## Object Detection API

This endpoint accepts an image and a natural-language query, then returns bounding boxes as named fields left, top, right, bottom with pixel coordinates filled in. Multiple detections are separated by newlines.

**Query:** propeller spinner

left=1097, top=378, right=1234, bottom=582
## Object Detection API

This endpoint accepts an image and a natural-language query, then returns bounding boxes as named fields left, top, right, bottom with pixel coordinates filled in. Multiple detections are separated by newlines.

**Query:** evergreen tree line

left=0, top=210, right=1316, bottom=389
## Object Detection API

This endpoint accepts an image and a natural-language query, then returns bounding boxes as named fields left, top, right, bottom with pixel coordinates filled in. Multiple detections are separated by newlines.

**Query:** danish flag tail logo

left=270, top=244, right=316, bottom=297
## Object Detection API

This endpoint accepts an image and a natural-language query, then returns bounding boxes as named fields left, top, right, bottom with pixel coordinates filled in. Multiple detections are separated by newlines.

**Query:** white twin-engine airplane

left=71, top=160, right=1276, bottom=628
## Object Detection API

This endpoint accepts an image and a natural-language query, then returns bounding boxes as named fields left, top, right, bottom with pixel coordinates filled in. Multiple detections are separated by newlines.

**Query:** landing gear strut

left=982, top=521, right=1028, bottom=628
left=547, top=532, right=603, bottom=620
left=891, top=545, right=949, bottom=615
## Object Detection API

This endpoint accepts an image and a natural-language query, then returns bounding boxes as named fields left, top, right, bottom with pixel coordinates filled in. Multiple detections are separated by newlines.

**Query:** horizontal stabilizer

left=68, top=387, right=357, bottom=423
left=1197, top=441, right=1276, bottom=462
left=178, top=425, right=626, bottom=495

Requirement: Rewrite all of the records, swapping each occurrence of "natural-language query" for "text prompt" and leaving every other line unchanged.

Complete output:
## Object Detection API

This endpoint accepts an image and a text prompt, then returns bounding boxes as named fields left, top, right, bottom with pixel coordinates filled in. Multiple detections are separated by newlines.

**Query:** propeller spinner

left=1097, top=378, right=1234, bottom=582
## Object Detection API

This endpoint accepts an image and a text prompt, then returns bounding boxes as named fields left, top, right, bottom with pixel coordinates filled in. Multiple detections are separated by newlines.

**Query:** evergreen tree line

left=0, top=210, right=1316, bottom=389
## Object Detection API

This endpoint accepts an image and a text prompt, then returns bounding boxes as named fields left, top, right, bottom with pixel coordinates filled in. Multiple detections are separated by newlines.

**Query:** danish flag tail logo

left=270, top=244, right=316, bottom=297
## Object Detection API

This endpoint accepts an image and a text prompt, then returns bounding boxes as named fields left, top, right, bottom with pixel coordinates filled in. Multiple detections are separated by newlines.

**Query:** white twin-engine airplane

left=71, top=160, right=1276, bottom=628
## Object Detection API

This endpoint accepts an image and a text prompt, then returns bounding boxes as named fields left, top, right, bottom with pixel coordinates filled in. Multiple detections are separated by newlines.

**Query:** landing gear strut

left=982, top=521, right=1028, bottom=628
left=547, top=532, right=603, bottom=620
left=891, top=545, right=949, bottom=615
## Object Detection API

This endpoint accepts an image and a text prompt, then returns bounding boxes as named fields left, top, right, bottom with pixel coordinates filled in. Multiple detections are separated by newlines.

**Query:** horizontal stabilizer

left=68, top=387, right=357, bottom=423
left=1197, top=441, right=1276, bottom=462
left=178, top=425, right=626, bottom=495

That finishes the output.